**Problem to work on**
Reproduce verbatim the lines in the records below, from the line containing "Expected: one point per instance of the grassy" through the final line of the records, both included.

Records of labeled points
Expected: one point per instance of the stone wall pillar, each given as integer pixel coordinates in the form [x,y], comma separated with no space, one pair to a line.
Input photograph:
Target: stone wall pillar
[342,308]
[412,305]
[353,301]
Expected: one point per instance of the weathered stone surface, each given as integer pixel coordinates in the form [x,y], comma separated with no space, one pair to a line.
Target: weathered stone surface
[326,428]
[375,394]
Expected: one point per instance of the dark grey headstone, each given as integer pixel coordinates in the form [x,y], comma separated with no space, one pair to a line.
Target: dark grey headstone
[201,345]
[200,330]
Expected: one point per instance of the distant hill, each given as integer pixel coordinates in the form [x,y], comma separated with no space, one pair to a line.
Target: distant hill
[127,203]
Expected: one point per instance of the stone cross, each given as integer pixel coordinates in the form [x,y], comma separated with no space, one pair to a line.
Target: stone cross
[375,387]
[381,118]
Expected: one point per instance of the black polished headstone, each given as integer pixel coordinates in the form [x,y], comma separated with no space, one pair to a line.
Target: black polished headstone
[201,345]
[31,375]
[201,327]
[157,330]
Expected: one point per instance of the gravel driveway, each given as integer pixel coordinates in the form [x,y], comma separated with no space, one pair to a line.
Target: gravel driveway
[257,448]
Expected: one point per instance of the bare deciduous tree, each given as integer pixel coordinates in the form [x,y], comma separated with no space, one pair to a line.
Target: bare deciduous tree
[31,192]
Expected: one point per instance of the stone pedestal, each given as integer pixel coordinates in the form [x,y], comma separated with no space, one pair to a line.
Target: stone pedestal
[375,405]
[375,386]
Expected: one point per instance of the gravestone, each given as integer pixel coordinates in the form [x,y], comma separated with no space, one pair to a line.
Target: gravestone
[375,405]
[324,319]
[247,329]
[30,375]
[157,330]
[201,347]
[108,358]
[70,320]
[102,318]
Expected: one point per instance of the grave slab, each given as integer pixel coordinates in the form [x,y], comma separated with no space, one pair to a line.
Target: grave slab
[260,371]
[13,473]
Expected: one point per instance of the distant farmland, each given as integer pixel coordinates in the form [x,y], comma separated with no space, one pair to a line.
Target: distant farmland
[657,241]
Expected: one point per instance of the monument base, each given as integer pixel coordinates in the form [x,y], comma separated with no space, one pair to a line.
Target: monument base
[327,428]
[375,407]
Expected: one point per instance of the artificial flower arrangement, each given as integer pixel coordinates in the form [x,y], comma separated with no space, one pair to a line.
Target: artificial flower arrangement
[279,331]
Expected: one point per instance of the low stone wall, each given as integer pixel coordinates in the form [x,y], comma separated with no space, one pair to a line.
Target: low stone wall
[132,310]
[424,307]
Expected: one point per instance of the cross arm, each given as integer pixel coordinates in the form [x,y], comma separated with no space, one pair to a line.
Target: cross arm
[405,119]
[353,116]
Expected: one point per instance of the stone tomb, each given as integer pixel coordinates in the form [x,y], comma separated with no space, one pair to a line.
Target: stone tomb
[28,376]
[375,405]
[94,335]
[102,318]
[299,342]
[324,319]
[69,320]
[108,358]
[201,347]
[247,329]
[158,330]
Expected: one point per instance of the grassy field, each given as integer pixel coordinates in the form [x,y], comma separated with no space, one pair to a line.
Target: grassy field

**Answer to this exercise**
Expected: one point per instance of the grassy field, each given as integer pixel coordinates in the form [x,y], comma separated with no space, one pair to a line.
Target: grassy field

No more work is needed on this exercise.